(Stored dataset items)
----

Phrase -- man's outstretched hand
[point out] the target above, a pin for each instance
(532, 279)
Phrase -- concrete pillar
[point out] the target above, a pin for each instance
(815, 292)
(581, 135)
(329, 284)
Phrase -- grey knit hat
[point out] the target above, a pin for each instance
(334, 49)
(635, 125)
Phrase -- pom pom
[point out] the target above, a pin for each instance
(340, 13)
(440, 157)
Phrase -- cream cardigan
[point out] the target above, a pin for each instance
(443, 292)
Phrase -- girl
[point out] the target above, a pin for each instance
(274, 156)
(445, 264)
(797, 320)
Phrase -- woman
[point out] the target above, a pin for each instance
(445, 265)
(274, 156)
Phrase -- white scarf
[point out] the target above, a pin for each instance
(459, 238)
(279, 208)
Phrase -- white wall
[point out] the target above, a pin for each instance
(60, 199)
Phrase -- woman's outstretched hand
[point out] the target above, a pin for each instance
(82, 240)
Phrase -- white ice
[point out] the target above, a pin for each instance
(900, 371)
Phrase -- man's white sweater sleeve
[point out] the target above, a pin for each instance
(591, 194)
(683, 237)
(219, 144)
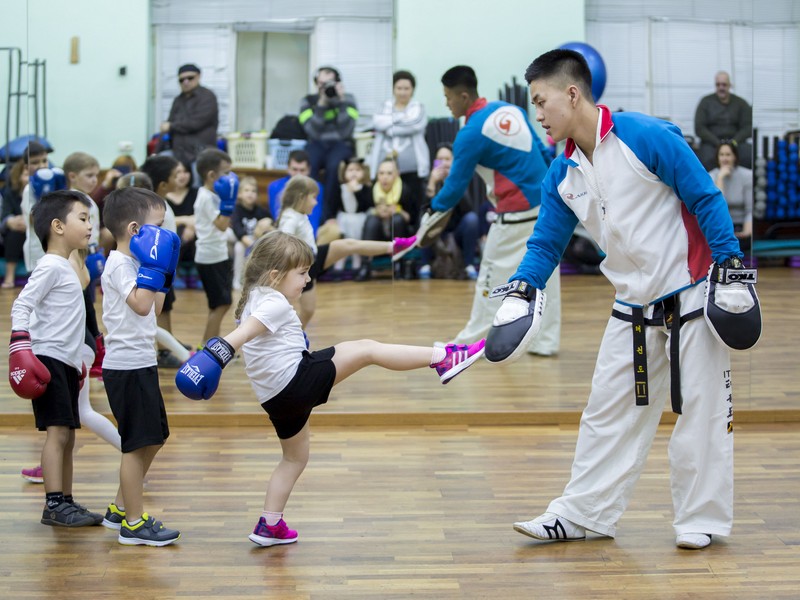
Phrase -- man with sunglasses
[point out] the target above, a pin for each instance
(193, 118)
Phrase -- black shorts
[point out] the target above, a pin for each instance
(58, 406)
(169, 300)
(310, 387)
(217, 282)
(318, 267)
(137, 405)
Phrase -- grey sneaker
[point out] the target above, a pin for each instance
(67, 515)
(147, 532)
(98, 518)
(114, 517)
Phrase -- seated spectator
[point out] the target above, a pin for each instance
(736, 184)
(299, 163)
(329, 120)
(13, 225)
(400, 132)
(723, 116)
(122, 165)
(393, 214)
(249, 222)
(353, 202)
(463, 226)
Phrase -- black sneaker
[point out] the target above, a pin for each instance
(167, 360)
(147, 532)
(67, 515)
(98, 518)
(114, 517)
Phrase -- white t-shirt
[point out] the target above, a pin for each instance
(297, 224)
(51, 308)
(271, 359)
(32, 250)
(130, 342)
(211, 246)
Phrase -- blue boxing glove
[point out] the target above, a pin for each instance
(152, 247)
(45, 180)
(199, 376)
(173, 263)
(227, 188)
(95, 262)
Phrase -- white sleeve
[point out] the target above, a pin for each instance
(39, 285)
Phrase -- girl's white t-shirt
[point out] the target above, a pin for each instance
(271, 359)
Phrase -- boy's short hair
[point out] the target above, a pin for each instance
(210, 160)
(55, 205)
(78, 161)
(126, 205)
(159, 168)
(299, 156)
(568, 66)
(461, 76)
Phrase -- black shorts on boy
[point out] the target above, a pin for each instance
(136, 403)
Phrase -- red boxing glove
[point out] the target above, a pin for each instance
(26, 373)
(97, 366)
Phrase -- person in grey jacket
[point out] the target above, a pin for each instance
(723, 116)
(329, 119)
(193, 118)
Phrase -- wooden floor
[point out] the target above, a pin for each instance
(396, 512)
(412, 486)
(533, 390)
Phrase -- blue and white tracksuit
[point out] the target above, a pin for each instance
(499, 143)
(655, 212)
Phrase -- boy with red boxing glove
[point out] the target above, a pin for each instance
(137, 276)
(48, 325)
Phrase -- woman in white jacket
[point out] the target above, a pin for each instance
(400, 133)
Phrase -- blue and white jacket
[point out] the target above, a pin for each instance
(499, 142)
(647, 202)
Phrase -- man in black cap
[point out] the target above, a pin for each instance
(193, 118)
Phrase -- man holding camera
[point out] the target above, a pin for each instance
(329, 119)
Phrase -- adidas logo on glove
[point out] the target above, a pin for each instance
(17, 375)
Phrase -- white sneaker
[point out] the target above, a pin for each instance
(693, 541)
(551, 527)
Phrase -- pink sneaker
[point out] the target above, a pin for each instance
(33, 475)
(458, 358)
(403, 244)
(270, 535)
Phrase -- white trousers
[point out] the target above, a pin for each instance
(615, 435)
(504, 249)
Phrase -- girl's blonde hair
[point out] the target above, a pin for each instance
(297, 189)
(275, 251)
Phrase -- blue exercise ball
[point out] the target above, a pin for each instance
(596, 66)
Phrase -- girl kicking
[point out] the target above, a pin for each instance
(288, 380)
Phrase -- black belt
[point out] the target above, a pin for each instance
(665, 313)
(503, 218)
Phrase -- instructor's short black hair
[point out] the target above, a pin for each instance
(55, 205)
(567, 65)
(461, 76)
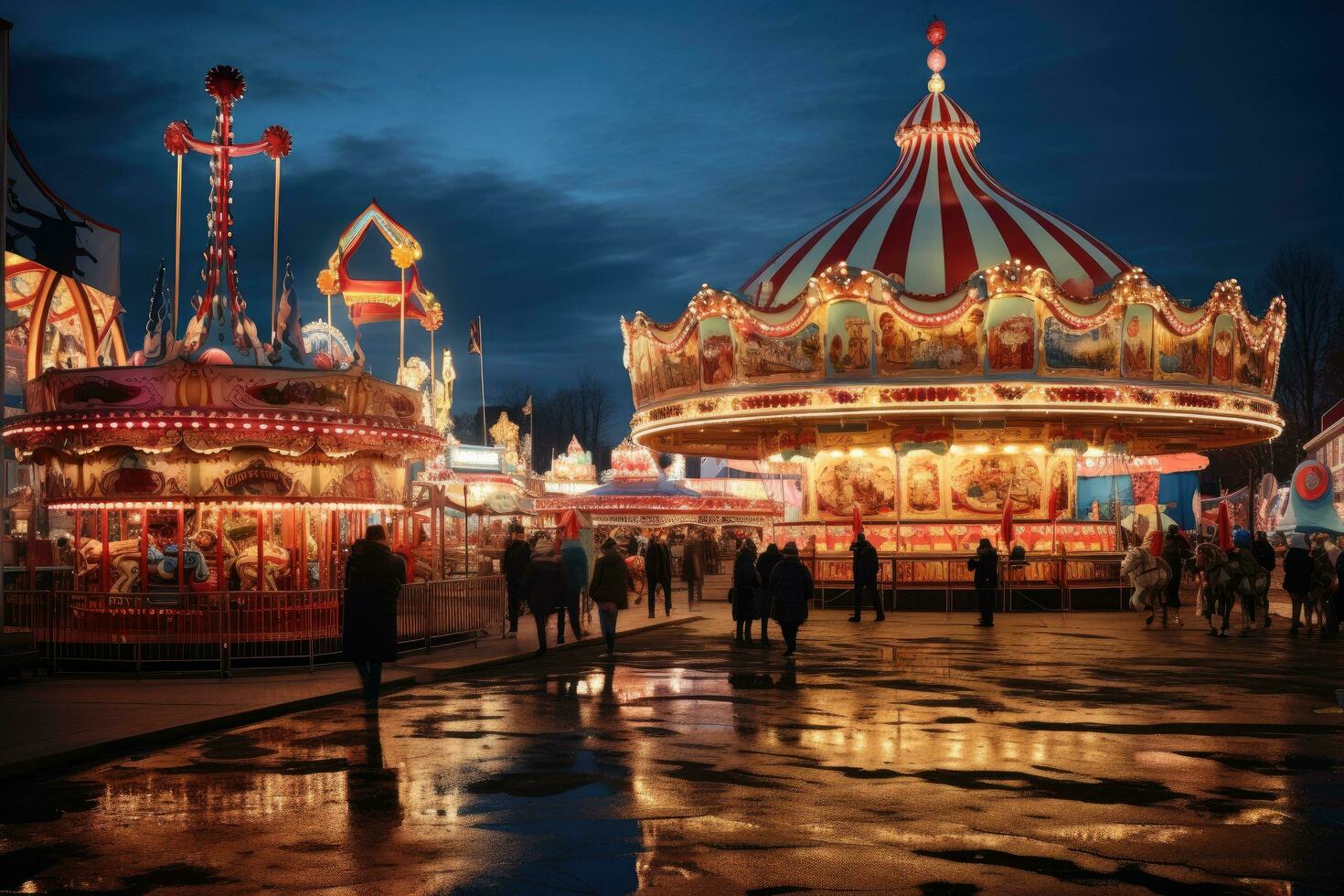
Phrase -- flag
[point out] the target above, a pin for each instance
(1006, 523)
(474, 338)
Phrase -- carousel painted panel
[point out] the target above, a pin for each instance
(1090, 352)
(981, 483)
(717, 354)
(869, 481)
(1250, 364)
(1181, 359)
(1223, 351)
(923, 485)
(1136, 343)
(789, 359)
(1011, 335)
(952, 349)
(664, 374)
(848, 340)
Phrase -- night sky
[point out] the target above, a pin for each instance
(568, 163)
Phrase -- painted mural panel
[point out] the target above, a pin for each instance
(848, 340)
(981, 483)
(795, 357)
(1181, 357)
(923, 485)
(844, 481)
(952, 349)
(1223, 351)
(1250, 364)
(1090, 352)
(715, 352)
(667, 374)
(1136, 343)
(1011, 335)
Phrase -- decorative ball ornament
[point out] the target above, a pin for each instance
(328, 283)
(226, 83)
(175, 137)
(279, 143)
(1310, 481)
(937, 31)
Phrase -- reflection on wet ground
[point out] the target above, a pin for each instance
(949, 761)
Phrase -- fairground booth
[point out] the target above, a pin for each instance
(203, 493)
(945, 359)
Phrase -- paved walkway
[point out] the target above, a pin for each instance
(57, 721)
(1052, 753)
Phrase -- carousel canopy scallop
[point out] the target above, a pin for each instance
(944, 308)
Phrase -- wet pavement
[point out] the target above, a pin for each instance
(1050, 753)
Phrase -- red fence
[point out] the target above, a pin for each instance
(237, 629)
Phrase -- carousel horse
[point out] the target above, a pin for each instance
(1149, 577)
(1215, 590)
(635, 566)
(276, 563)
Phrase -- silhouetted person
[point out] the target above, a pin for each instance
(986, 566)
(657, 572)
(546, 592)
(611, 589)
(574, 559)
(514, 566)
(864, 577)
(374, 578)
(765, 566)
(692, 571)
(791, 589)
(745, 581)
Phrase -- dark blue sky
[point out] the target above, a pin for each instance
(563, 164)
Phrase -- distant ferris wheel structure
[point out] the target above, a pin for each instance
(325, 343)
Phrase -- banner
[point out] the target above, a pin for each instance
(43, 229)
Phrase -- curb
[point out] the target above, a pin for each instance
(426, 675)
(77, 758)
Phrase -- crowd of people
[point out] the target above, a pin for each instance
(1237, 581)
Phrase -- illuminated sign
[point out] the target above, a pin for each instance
(475, 457)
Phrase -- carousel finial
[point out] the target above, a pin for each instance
(937, 32)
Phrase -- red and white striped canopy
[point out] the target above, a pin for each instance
(935, 220)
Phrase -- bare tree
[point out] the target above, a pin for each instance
(1309, 363)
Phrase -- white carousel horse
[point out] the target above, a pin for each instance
(1148, 574)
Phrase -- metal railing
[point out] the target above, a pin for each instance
(226, 630)
(941, 581)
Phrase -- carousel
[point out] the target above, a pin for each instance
(640, 496)
(941, 357)
(234, 460)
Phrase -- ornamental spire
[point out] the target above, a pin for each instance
(935, 32)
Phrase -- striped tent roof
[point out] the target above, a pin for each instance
(935, 220)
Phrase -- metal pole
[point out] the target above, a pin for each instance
(5, 275)
(480, 357)
(274, 252)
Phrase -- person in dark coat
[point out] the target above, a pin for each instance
(864, 577)
(609, 589)
(745, 581)
(692, 571)
(574, 559)
(986, 566)
(546, 592)
(763, 597)
(791, 589)
(374, 577)
(1297, 575)
(709, 549)
(657, 572)
(517, 557)
(1176, 551)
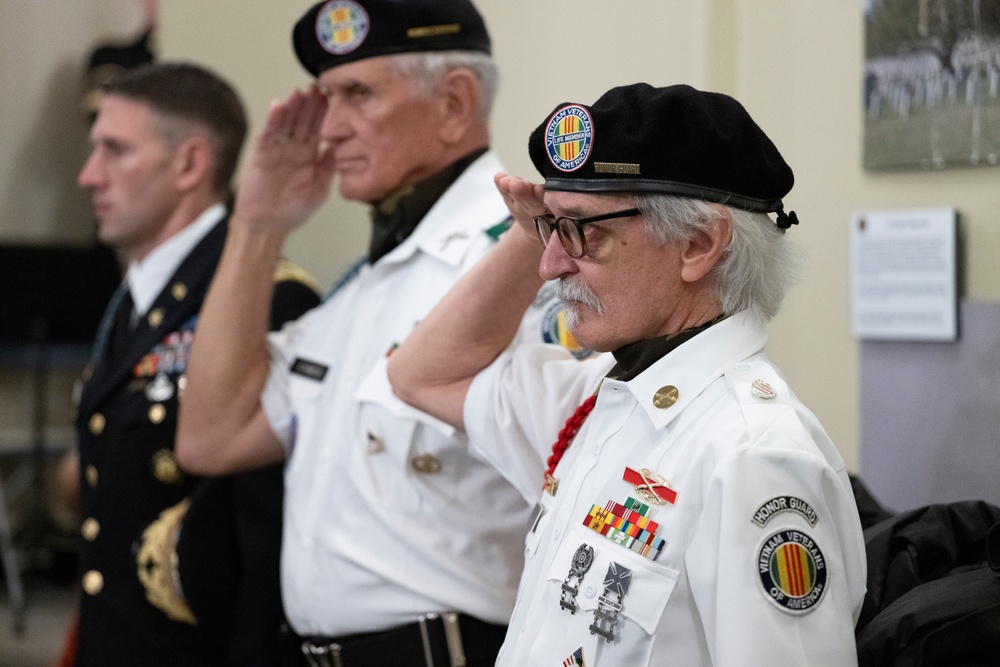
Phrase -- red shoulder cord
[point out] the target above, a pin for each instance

----

**Set exercise:**
Copy out word for word the stretch of lines from the one containing "Phrase -- red shoulder cord" through the end of the lines.

**Exercise answer:**
Phrase -- red shoulder cord
[point out] the target above, a pin for each instance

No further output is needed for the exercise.